▸ **TASK GOAL**
Reproduce the entries word for word, and omit any picture you find in them.

▸ **Pointing records**
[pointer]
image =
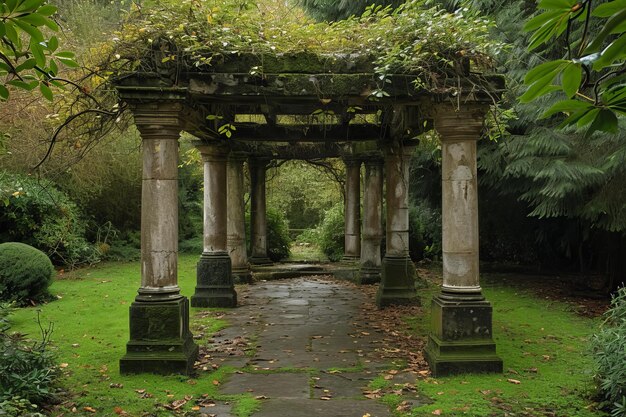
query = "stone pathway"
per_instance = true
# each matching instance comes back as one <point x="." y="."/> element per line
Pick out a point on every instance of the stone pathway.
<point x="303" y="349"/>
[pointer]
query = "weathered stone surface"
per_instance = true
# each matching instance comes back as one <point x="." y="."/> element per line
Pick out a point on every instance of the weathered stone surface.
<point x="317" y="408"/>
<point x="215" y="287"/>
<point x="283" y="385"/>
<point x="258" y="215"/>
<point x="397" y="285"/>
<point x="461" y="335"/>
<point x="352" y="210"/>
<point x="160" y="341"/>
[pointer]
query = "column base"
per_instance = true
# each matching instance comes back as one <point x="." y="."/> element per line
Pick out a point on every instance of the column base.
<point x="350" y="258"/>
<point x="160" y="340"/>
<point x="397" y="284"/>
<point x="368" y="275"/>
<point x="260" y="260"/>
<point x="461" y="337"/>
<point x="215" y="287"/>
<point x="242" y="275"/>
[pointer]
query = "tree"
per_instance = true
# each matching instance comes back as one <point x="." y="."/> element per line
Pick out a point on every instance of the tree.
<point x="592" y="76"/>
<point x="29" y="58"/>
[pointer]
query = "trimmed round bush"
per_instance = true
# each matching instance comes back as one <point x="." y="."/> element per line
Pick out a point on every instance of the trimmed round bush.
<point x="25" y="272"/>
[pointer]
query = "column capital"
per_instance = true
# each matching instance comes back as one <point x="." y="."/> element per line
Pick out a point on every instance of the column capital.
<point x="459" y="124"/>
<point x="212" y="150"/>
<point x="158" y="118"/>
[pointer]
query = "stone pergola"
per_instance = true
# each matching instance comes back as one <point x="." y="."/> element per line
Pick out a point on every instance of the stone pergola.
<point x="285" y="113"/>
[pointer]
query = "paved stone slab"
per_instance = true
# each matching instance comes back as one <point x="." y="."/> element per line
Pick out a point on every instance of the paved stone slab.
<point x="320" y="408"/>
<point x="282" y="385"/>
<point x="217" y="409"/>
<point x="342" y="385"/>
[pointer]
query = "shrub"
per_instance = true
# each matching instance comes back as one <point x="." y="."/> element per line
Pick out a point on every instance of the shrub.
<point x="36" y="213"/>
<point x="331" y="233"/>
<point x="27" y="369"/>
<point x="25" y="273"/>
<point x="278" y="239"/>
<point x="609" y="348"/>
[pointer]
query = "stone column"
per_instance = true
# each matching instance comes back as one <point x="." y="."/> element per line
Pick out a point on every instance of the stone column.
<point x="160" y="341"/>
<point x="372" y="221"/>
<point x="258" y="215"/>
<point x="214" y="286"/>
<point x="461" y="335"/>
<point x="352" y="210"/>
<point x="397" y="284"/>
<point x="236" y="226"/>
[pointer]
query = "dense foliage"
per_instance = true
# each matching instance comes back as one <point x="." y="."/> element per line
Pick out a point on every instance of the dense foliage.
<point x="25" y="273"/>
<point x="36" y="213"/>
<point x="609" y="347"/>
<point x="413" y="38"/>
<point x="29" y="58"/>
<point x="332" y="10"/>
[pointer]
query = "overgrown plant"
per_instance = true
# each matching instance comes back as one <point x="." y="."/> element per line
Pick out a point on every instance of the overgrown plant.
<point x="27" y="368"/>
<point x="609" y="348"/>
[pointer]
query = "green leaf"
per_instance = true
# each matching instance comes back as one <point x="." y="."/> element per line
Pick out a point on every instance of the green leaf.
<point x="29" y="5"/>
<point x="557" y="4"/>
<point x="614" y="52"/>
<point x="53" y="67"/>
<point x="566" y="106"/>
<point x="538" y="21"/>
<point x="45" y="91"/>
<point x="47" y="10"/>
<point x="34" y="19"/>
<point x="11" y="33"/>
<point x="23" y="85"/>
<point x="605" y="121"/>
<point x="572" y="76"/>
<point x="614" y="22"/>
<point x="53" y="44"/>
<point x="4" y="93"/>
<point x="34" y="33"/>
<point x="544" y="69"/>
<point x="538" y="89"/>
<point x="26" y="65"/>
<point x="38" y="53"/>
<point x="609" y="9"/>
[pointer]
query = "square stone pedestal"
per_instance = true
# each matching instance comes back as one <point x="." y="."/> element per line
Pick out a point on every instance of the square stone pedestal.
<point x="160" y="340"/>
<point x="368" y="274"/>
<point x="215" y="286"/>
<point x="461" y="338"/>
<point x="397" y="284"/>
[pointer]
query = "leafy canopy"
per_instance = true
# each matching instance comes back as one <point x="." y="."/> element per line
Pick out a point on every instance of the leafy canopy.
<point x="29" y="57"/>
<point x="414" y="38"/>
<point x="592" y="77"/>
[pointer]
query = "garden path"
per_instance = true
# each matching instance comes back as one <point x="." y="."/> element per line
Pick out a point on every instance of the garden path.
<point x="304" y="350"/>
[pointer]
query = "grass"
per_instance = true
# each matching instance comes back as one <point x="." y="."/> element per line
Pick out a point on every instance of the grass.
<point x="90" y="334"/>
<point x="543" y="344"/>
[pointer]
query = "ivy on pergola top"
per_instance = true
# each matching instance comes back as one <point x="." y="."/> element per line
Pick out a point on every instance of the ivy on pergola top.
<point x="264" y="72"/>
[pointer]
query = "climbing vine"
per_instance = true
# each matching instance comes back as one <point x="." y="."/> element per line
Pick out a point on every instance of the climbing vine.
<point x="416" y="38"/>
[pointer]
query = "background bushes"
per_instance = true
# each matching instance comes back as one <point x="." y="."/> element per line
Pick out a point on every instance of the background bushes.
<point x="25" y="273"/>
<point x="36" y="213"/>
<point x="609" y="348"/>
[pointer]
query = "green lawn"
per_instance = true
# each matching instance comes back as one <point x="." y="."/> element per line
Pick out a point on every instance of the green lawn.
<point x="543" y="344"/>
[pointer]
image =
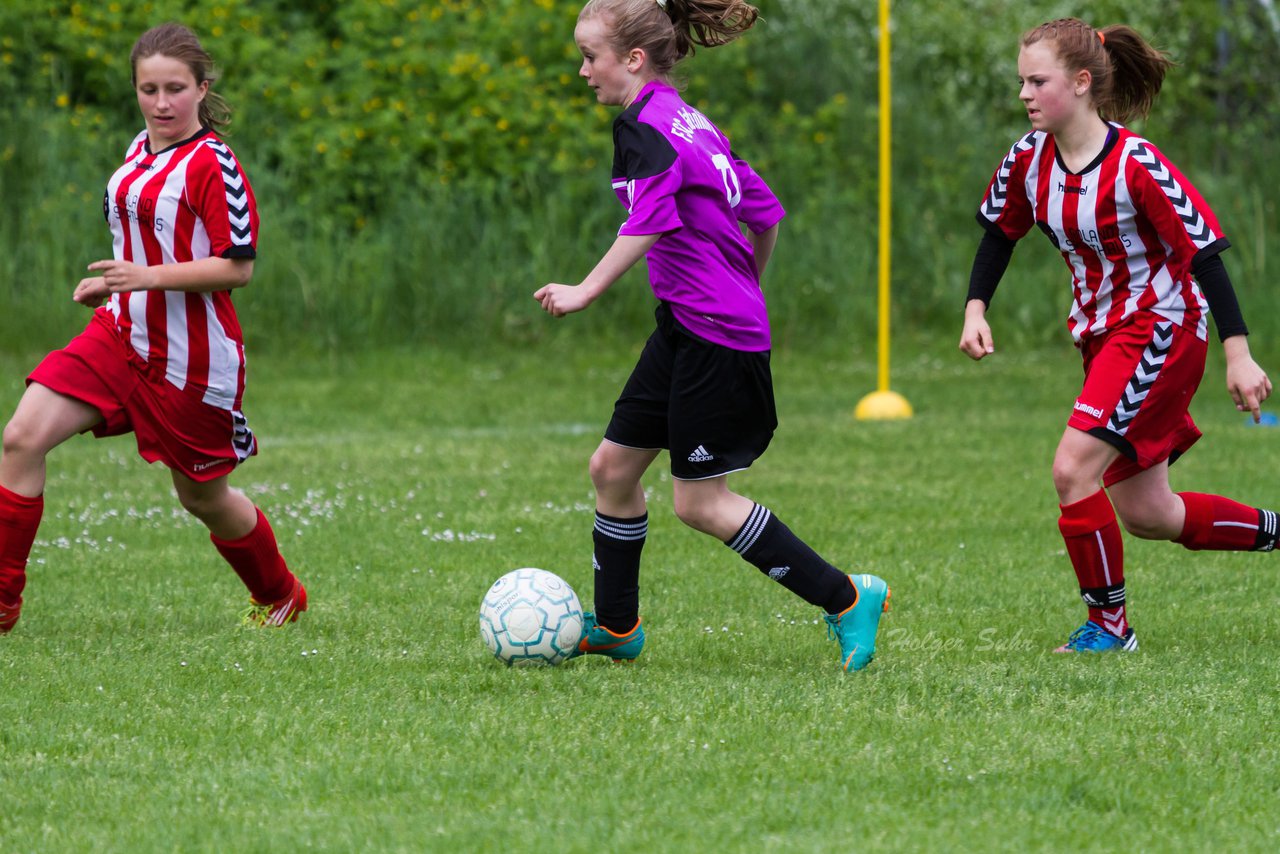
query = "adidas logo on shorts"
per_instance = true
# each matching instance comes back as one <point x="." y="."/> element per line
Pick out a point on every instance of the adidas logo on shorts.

▸ **RESPONSE TO THE TASK**
[pointer]
image =
query = "stone pathway"
per_instance = true
# each matching instance comes back as one <point x="." y="."/> element per line
Pick out a point on every instance of the stone pathway.
<point x="303" y="349"/>
[pointer]
query = "weathered stone surface"
per_instance = true
# each matching instance comes back as one <point x="." y="."/> element per line
Pick out a point on every instance of the weathered stone surface.
<point x="317" y="408"/>
<point x="215" y="287"/>
<point x="283" y="385"/>
<point x="258" y="215"/>
<point x="397" y="285"/>
<point x="461" y="335"/>
<point x="352" y="210"/>
<point x="160" y="341"/>
[pointer]
query = "column base"
per_instance = true
# each matching instance comes back as one <point x="." y="."/> element per line
Pick out a point on every instance of the column base.
<point x="350" y="258"/>
<point x="160" y="340"/>
<point x="397" y="284"/>
<point x="368" y="275"/>
<point x="260" y="260"/>
<point x="461" y="337"/>
<point x="215" y="287"/>
<point x="242" y="275"/>
[pointer]
query = "tree"
per_instance = true
# each matching instance comes back as one <point x="." y="."/> element per line
Pick out a point on every instance of the tree.
<point x="592" y="76"/>
<point x="29" y="58"/>
[pointer]
query = "trimmed round bush"
per_instance = true
# each matching instance comes back as one <point x="." y="."/> element per line
Pick out a point on every instance of the trimmed round bush.
<point x="25" y="272"/>
[pointer]
query = "column capital"
per_instance = true
# each matching instance comes back as one <point x="." y="."/> element per line
Pick out a point on every instance of the column capital.
<point x="459" y="124"/>
<point x="212" y="150"/>
<point x="158" y="118"/>
[pointer]
query = "stone pergola"
per_instance = true
# each matching instance comes back as one <point x="." y="."/> element per line
Pick out a point on every instance of the stone pergola.
<point x="285" y="113"/>
[pointer]
query = "paved stone slab"
per_instance = true
# each matching instance comes back as one <point x="." y="."/> element per line
Pick out a point on every instance of the paved stone slab.
<point x="320" y="408"/>
<point x="282" y="385"/>
<point x="217" y="409"/>
<point x="342" y="385"/>
[pointer]
query = "shrub"
per_instance = true
# each matching instance comes back as one <point x="." y="."/> element per line
Pick out a point on every instance of the shrub.
<point x="36" y="213"/>
<point x="331" y="233"/>
<point x="27" y="369"/>
<point x="25" y="273"/>
<point x="278" y="239"/>
<point x="609" y="348"/>
[pointer]
query = "stone column"
per_instance = true
# each matching instance comes back as one <point x="." y="."/> element per line
Pick out a point on every instance of the stone column.
<point x="160" y="341"/>
<point x="372" y="221"/>
<point x="258" y="215"/>
<point x="214" y="286"/>
<point x="461" y="335"/>
<point x="352" y="210"/>
<point x="397" y="284"/>
<point x="236" y="226"/>
[pointer]
query = "dense foliage"
per_instance = true
# each matching instance comes back as one <point x="." y="."/> element per line
Pick out a point on every instance of the dense foliage.
<point x="25" y="273"/>
<point x="36" y="213"/>
<point x="609" y="347"/>
<point x="413" y="38"/>
<point x="29" y="58"/>
<point x="332" y="10"/>
[pointer]
query = "overgrown plant"
per_instance = true
# each matching instance comes back as one <point x="." y="."/> element per line
Pick out a point on every instance of the overgrown plant.
<point x="27" y="368"/>
<point x="609" y="348"/>
[pointer]
query = "green leaf"
per_instance = true
# each matching instance comes back as one <point x="." y="."/> element per line
Pick out a point on every instance of the green leaf.
<point x="29" y="5"/>
<point x="557" y="4"/>
<point x="614" y="52"/>
<point x="53" y="67"/>
<point x="566" y="106"/>
<point x="538" y="21"/>
<point x="45" y="91"/>
<point x="47" y="10"/>
<point x="34" y="19"/>
<point x="11" y="33"/>
<point x="23" y="85"/>
<point x="605" y="121"/>
<point x="572" y="76"/>
<point x="614" y="22"/>
<point x="53" y="44"/>
<point x="4" y="93"/>
<point x="34" y="33"/>
<point x="544" y="69"/>
<point x="538" y="89"/>
<point x="26" y="65"/>
<point x="38" y="53"/>
<point x="609" y="9"/>
[pointer]
query = "square stone pedestal"
per_instance = true
# each matching instance comes back as one <point x="." y="."/> element per line
Pick out a point on every instance of the square stone pedestal.
<point x="160" y="340"/>
<point x="368" y="274"/>
<point x="215" y="286"/>
<point x="461" y="338"/>
<point x="397" y="284"/>
[pointer]
query = "leafy canopy"
per_instance = true
# each matching instance comes back as one <point x="." y="."/> element per line
Pick out a point on every instance of the leafy canopy.
<point x="29" y="57"/>
<point x="414" y="38"/>
<point x="592" y="77"/>
[pointer]
query = "garden path"
per_instance = true
# each matching instance comes back as one <point x="." y="."/> element per line
Pick out a point on every instance of the garden path.
<point x="304" y="350"/>
[pointer]
query = "grass"
per_instance = true
# each matching instance comes back as one <point x="." y="."/> element per line
Pick out a point on every instance of the grass.
<point x="90" y="334"/>
<point x="543" y="344"/>
[pointer]
query = "ivy on pergola top"
per_instance = true
# each matching instance comes back as one <point x="." y="."/> element per line
Pick out a point on every instance of the ivy on pergola top.
<point x="264" y="72"/>
[pointer]
query = "climbing vine"
per_instance = true
# each matching instance comes back as one <point x="." y="."/> element per line
Pick out a point on every instance of the climbing vine.
<point x="416" y="38"/>
[pointer]
query = "background bushes"
per_instance = true
# each matching instance comes back as one <point x="." y="."/> element per line
Pick out a point on every instance of the background bushes.
<point x="25" y="273"/>
<point x="36" y="213"/>
<point x="609" y="348"/>
[pointer]
query = "green lawn"
per_instance = true
# each matching instance comes back as one <point x="." y="."/> element per line
Pick out a point on every instance of the green lawn.
<point x="543" y="344"/>
[pointer]
image =
query = "adidas logo on shorts"
per_instance = true
# each matching instance comes back as one <point x="." y="."/> element per line
Pick out a point on every instance of the adidas logo on shorts.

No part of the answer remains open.